Exercise goal: Please give the figure the article on the built environment below reports for the rise in antidepressant use over the past 20 years.

Source text:
####

Health Happenings. Kansas Health Foundation. Changing Lives. Improving Health. November 2011

The built environment. The edge of the abyss or the beginning of our new reality?

Dr. Richard JacksonBy Mark E. McCormick

Dr. Richard Jackson related a story during his luncheon presentation on Tuesday, October 25, of an elderly woman attempting to cross a treacherous thoroughfare. It illustrated what Jackson, professor and department chair at UCLA's Environmental Health Sciences School of Public Health, called a "common-source epidemic" – the manifestations of how the world we've built around us conspires daily against our health.

The roadway must have had six lanes and the blacktop pushed the day's oppressive heat beyond the thermometer's 95 degrees. He thought he should stop, but pulled by obligations, continued on. Still, the struggling woman's image haunted him.

If she collapsed from the heat, the medical examiner's report would indicate that, he thought, and if a car veered into her, the coroner's report would indicate that. But under those circumstances – and even if nothing happened – we'd somehow miss the nexus of deadly environmental issues on that corner and on millions of others across the country, he said.

So, during his presentation, Dr. Jackson calmly took me, and the more than 160 other people gathered to hear his Kansas Health Foundation sponsored discussion on built environments, to the edge of our awareness abyss, let us peek over the side, then assured us that our destiny was not there, but wherever we chose to build it.

Over the side, we saw a mere sampling of the startling ways the environments we build for ourselves wage subtle but serious attacks on our health every day: The use of antidepressants is up 400% in the past 20 years; 21 percent of the U.S. population will have diabetes by 2050; Liquor stores are sometimes twice as plentiful in the poorer neighborhoods that can least afford to have any.

Jackson didn't stop there.

He talked also about how our love affair with cars colludes against our health. We've designed our cities and neighborhoods, he said, for driving instead of walking.

But in the same way that we've built a society more hospitable for cars than for people, Jackson said we can build a healthier world for ourselves.

We need more walking-friendly neighborhoods built closer to schools, shopping and other amenities to encourage healthier habits such as walking and bike riding. We can lean on architecture, too. Beautiful structures with natural light and safe, attractive staircases soothe the spirit and likely have health benefits of their own.

We begin by stepping back from the abyss and turning to confront the environment we've built for ourselves.

"It's about leadership," he said simply.

Then, as Dr. Jackson did with us, we can join hands and lead each other – friends, neighbors and little old ladies crossing our streets – away from the myriad dangers of our old built environment and into the more healthful ones in our future.

Mark E. McCormick is the director of communications at The Kansas Leadership Center.

####

Recorded data:

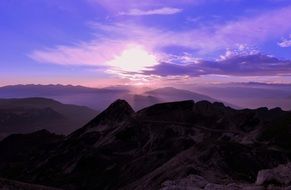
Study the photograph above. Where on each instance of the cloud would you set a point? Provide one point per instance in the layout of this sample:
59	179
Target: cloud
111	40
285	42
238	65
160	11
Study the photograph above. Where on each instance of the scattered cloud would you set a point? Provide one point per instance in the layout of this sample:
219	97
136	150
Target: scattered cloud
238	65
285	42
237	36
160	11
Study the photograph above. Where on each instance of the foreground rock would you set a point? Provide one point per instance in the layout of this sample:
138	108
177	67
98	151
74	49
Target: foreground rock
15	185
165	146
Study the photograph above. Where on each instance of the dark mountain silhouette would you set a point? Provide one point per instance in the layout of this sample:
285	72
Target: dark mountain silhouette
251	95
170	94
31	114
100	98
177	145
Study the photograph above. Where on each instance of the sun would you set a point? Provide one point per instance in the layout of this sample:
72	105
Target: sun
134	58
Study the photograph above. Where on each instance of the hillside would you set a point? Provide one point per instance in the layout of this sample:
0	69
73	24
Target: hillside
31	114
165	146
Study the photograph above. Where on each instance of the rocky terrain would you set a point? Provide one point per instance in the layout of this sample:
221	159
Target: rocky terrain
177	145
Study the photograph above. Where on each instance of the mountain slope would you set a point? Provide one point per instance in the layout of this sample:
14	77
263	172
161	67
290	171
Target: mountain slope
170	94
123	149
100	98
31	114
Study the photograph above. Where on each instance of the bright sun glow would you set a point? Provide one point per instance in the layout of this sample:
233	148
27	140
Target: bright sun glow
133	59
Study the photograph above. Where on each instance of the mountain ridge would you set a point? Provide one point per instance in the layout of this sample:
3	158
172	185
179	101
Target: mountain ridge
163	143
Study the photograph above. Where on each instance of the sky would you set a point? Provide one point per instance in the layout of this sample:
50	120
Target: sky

####

Solved exercise: Antidepressant use is up 400% in the past 20 years.